Your instructions:
What is needed is an exact copy of all the records below.
───── Records to process ─────
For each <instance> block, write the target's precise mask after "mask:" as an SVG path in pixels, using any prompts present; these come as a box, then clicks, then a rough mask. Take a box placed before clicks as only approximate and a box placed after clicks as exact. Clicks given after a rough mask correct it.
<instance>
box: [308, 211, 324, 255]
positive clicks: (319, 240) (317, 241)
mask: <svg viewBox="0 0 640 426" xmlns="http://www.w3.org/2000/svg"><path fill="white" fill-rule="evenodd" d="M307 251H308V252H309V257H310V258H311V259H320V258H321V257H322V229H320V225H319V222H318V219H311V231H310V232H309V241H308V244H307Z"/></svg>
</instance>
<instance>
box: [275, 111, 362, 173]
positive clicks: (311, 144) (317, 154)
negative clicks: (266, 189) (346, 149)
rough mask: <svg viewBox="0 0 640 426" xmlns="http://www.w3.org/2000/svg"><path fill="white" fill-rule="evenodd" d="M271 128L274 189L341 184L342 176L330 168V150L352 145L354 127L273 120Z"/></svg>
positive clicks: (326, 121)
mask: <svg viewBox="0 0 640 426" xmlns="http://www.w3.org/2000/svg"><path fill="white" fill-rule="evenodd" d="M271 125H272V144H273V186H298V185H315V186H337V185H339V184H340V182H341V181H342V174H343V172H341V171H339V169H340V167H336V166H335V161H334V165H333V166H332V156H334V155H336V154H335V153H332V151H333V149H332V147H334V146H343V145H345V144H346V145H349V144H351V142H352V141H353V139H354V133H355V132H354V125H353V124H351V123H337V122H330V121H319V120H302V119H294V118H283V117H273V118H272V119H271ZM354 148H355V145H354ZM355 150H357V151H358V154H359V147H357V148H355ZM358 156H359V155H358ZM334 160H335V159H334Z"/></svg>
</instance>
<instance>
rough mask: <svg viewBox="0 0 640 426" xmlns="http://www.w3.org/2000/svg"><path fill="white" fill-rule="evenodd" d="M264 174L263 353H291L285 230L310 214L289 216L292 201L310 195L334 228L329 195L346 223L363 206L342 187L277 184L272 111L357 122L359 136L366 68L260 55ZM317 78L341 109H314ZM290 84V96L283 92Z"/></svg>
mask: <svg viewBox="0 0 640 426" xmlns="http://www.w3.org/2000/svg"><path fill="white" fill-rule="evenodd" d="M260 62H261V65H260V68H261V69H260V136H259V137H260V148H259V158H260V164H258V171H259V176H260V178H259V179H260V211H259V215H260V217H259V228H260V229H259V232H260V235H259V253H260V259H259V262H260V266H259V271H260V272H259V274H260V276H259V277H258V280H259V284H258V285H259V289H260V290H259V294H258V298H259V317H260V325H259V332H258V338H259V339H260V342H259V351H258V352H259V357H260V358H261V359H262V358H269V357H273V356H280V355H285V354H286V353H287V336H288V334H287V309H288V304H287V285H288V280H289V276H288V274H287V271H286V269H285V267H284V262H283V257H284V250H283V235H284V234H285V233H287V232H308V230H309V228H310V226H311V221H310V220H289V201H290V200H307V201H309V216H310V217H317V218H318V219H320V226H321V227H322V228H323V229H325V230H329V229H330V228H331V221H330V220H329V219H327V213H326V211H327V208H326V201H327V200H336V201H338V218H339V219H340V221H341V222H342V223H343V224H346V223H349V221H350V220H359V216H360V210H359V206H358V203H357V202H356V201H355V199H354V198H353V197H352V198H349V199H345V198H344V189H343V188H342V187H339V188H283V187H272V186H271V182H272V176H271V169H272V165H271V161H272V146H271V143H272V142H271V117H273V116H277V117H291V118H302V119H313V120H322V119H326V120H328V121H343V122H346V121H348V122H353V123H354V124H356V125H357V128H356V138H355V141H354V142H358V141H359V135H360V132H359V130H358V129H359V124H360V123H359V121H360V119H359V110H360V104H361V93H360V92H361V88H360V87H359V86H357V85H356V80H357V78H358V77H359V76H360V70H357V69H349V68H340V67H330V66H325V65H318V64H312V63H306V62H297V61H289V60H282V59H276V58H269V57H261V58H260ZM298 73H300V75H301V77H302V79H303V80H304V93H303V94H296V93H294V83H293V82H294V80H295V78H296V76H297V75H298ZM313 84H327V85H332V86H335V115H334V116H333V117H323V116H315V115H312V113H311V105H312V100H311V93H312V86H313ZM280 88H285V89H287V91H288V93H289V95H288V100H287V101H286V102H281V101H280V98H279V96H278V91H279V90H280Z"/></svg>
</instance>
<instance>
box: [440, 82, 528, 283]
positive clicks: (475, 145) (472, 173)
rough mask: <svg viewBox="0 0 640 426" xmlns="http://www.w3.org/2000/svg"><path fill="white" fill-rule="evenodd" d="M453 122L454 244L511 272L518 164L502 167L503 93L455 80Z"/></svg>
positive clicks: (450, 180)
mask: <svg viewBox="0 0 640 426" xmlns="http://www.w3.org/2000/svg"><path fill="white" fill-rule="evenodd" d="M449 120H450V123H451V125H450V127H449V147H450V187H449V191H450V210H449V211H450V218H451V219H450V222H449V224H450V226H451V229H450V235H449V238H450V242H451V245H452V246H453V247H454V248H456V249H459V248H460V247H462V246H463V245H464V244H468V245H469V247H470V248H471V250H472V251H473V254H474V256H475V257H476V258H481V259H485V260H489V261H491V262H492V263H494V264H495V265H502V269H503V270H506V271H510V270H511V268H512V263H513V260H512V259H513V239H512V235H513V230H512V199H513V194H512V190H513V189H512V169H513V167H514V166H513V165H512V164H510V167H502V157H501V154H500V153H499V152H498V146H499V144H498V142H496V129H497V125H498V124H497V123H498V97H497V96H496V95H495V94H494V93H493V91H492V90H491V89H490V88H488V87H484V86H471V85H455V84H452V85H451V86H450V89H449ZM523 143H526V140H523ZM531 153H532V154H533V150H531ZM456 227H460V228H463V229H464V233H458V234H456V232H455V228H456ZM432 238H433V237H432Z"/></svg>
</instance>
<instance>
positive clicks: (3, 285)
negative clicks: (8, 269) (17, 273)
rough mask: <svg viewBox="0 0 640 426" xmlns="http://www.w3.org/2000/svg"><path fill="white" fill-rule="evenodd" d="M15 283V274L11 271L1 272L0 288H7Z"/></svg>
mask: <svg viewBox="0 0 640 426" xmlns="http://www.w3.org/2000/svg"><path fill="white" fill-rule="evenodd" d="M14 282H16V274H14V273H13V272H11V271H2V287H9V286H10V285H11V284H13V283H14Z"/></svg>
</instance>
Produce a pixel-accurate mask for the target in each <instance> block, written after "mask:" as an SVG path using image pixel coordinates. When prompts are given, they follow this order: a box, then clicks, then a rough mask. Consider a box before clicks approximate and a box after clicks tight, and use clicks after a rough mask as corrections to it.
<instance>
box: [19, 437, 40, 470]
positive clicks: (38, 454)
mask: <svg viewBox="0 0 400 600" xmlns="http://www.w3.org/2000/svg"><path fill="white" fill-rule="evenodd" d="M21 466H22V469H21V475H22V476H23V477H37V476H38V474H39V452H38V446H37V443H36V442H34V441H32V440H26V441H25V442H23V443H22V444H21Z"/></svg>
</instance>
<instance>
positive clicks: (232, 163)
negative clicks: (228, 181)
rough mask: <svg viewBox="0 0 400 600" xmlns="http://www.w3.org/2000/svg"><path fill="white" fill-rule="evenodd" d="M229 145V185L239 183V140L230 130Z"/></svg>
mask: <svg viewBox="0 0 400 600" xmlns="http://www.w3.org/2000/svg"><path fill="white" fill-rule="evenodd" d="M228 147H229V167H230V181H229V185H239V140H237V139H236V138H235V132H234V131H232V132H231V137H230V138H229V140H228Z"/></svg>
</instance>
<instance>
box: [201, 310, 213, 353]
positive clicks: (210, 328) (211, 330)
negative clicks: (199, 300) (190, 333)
─────
Problem solution:
For each <instance> block, write the target's precise mask after "mask:" as an SVG path in pixels, using any prompts present; these come as a box, then clicks, then a rough mask. Take a box placed before clicks as only approximate and a box placed after clicks as exact. Clicks given after a rough mask correct it.
<instance>
box: [308, 211, 324, 255]
positive clicks: (319, 240) (317, 241)
mask: <svg viewBox="0 0 640 426" xmlns="http://www.w3.org/2000/svg"><path fill="white" fill-rule="evenodd" d="M307 251H308V252H309V257H310V258H311V259H320V258H321V257H322V229H320V225H319V222H318V219H311V231H310V232H309V241H308V244H307Z"/></svg>
</instance>
<instance>
box: [275, 111, 362, 173]
positive clicks: (311, 144) (317, 154)
negative clicks: (266, 189) (346, 149)
rough mask: <svg viewBox="0 0 640 426" xmlns="http://www.w3.org/2000/svg"><path fill="white" fill-rule="evenodd" d="M271 128L274 189L341 184L342 176L330 168V150L352 145L354 127L273 120Z"/></svg>
positive clicks: (326, 121)
mask: <svg viewBox="0 0 640 426" xmlns="http://www.w3.org/2000/svg"><path fill="white" fill-rule="evenodd" d="M271 125H272V144H273V186H298V185H315V186H337V185H339V184H340V182H341V181H342V174H343V172H341V171H339V169H340V167H336V166H335V161H334V165H333V166H332V156H334V155H336V154H335V153H332V151H333V149H332V147H334V146H343V145H345V144H346V145H349V144H351V142H352V141H353V139H354V133H355V132H354V125H353V124H351V123H337V122H330V121H319V120H302V119H294V118H283V117H273V118H272V119H271ZM354 148H355V145H354ZM355 150H357V151H358V154H359V147H357V148H355ZM358 156H359V155H358ZM334 160H335V159H334Z"/></svg>
</instance>
<instance>
rough mask: <svg viewBox="0 0 640 426" xmlns="http://www.w3.org/2000/svg"><path fill="white" fill-rule="evenodd" d="M264 174L263 353H291L285 230L310 214L289 216L292 201L310 195L334 228L329 195L346 223L363 206L342 187L277 184L272 111L357 122L359 136L366 68L260 55ZM317 78L341 109H314ZM290 84V96L283 92Z"/></svg>
mask: <svg viewBox="0 0 640 426" xmlns="http://www.w3.org/2000/svg"><path fill="white" fill-rule="evenodd" d="M260 62H261V65H260V68H261V69H260V136H259V137H260V148H259V158H260V164H258V171H259V176H260V178H259V179H260V211H259V215H260V217H259V228H260V229H259V232H260V235H259V253H260V259H259V262H260V266H259V271H260V272H259V274H260V276H259V277H258V280H259V284H258V285H259V289H260V290H259V294H258V298H259V317H260V325H259V332H258V338H259V339H260V342H259V351H258V352H259V357H260V358H261V359H262V358H269V357H273V356H280V355H285V354H286V353H287V336H288V334H287V309H288V304H287V285H288V280H289V276H288V274H287V271H286V269H285V267H284V262H283V257H284V250H283V235H284V234H285V233H287V232H308V230H309V228H310V226H311V221H310V220H289V201H290V200H307V201H309V216H310V217H317V218H318V219H320V226H321V227H322V228H323V229H325V230H329V229H330V228H331V221H330V220H329V219H327V213H326V211H327V208H326V201H327V200H336V201H338V218H339V219H340V221H341V222H342V223H343V224H346V223H349V221H350V220H359V216H360V210H359V206H358V203H357V202H356V201H355V199H354V198H353V197H352V198H349V199H345V198H344V189H343V188H342V187H339V188H283V187H272V186H271V182H272V176H271V169H272V165H271V161H272V146H271V143H272V142H271V117H273V116H277V117H291V118H302V119H313V120H322V119H326V120H328V121H343V122H346V121H348V122H353V123H354V124H356V125H357V128H356V138H355V141H354V142H358V141H359V135H360V132H359V130H358V129H359V124H360V123H359V121H360V119H359V110H360V104H361V93H360V92H361V88H360V87H359V86H357V85H356V80H357V78H358V77H359V76H360V70H357V69H349V68H340V67H330V66H325V65H318V64H312V63H306V62H297V61H289V60H282V59H276V58H269V57H261V58H260ZM298 73H300V75H301V77H302V79H303V80H304V93H303V94H296V93H294V83H293V82H294V80H295V78H296V76H297V75H298ZM313 84H327V85H332V86H335V115H334V116H333V117H323V116H315V115H312V113H311V105H312V100H311V93H312V86H313ZM280 88H285V89H287V91H288V93H289V95H288V100H287V101H286V102H281V101H280V98H279V96H278V91H279V90H280Z"/></svg>
</instance>
<instance>
box: [440, 82, 528, 283]
positive clicks: (475, 145) (472, 173)
rough mask: <svg viewBox="0 0 640 426" xmlns="http://www.w3.org/2000/svg"><path fill="white" fill-rule="evenodd" d="M453 122L454 244L511 272L518 164L502 167L503 93L455 80Z"/></svg>
positive clicks: (450, 180)
mask: <svg viewBox="0 0 640 426" xmlns="http://www.w3.org/2000/svg"><path fill="white" fill-rule="evenodd" d="M449 120H450V123H451V125H450V127H449V147H450V187H449V191H450V210H449V211H450V218H451V219H450V222H449V224H450V226H451V229H450V235H449V238H450V242H451V245H452V246H453V247H454V248H456V249H459V248H460V247H462V246H463V245H464V244H468V245H469V247H470V248H471V250H472V251H473V254H474V256H475V257H476V258H481V259H485V260H489V261H491V262H492V263H494V264H495V265H502V269H503V270H506V271H510V270H511V268H512V263H513V260H512V259H513V239H512V235H513V230H512V199H513V194H512V190H513V189H512V169H513V167H514V166H513V165H512V164H510V167H502V157H501V154H500V153H499V152H498V146H499V144H498V142H496V129H497V125H498V124H497V123H498V97H497V96H496V95H495V94H494V93H493V91H492V90H491V89H490V88H488V87H484V86H471V85H455V84H452V85H451V86H450V89H449ZM523 143H526V140H523ZM531 153H532V154H533V150H531ZM456 227H460V228H463V229H464V233H458V234H456V232H455V228H456ZM432 238H433V237H432Z"/></svg>
</instance>
<instance>
positive clicks: (3, 285)
negative clicks: (8, 269) (17, 273)
rough mask: <svg viewBox="0 0 640 426" xmlns="http://www.w3.org/2000/svg"><path fill="white" fill-rule="evenodd" d="M15 283V274L11 271L1 272L0 288H7Z"/></svg>
mask: <svg viewBox="0 0 640 426" xmlns="http://www.w3.org/2000/svg"><path fill="white" fill-rule="evenodd" d="M14 282H16V274H14V273H13V272H11V271H2V287H9V286H10V285H11V284H13V283H14Z"/></svg>
</instance>
Produce a pixel-accurate mask for the target in each <instance> block, written after "mask:" as an SVG path using image pixel coordinates. When prompts are given, they follow this order: a box, then clicks, then a rough mask. Consider a box before clicks approximate and a box after clicks tight, and use clicks after a rough mask as corrections to it.
<instance>
box: [19, 437, 40, 470]
positive clicks: (38, 454)
mask: <svg viewBox="0 0 400 600" xmlns="http://www.w3.org/2000/svg"><path fill="white" fill-rule="evenodd" d="M21 466H22V469H21V475H22V476H23V477H37V476H38V474H39V452H38V446H37V443H36V442H34V441H32V440H26V441H25V442H23V443H22V444H21Z"/></svg>
</instance>
<instance>
positive clicks: (232, 163)
negative clicks: (228, 181)
rough mask: <svg viewBox="0 0 400 600" xmlns="http://www.w3.org/2000/svg"><path fill="white" fill-rule="evenodd" d="M229 145V185L239 183V140L230 130Z"/></svg>
mask: <svg viewBox="0 0 400 600" xmlns="http://www.w3.org/2000/svg"><path fill="white" fill-rule="evenodd" d="M228 147H229V167H230V181H229V185H239V140H237V139H236V138H235V132H234V131H232V132H231V137H230V138H229V140H228Z"/></svg>
</instance>
<instance>
box: [201, 310, 213, 353]
positive clicks: (210, 328) (211, 330)
negative clicks: (199, 300) (190, 333)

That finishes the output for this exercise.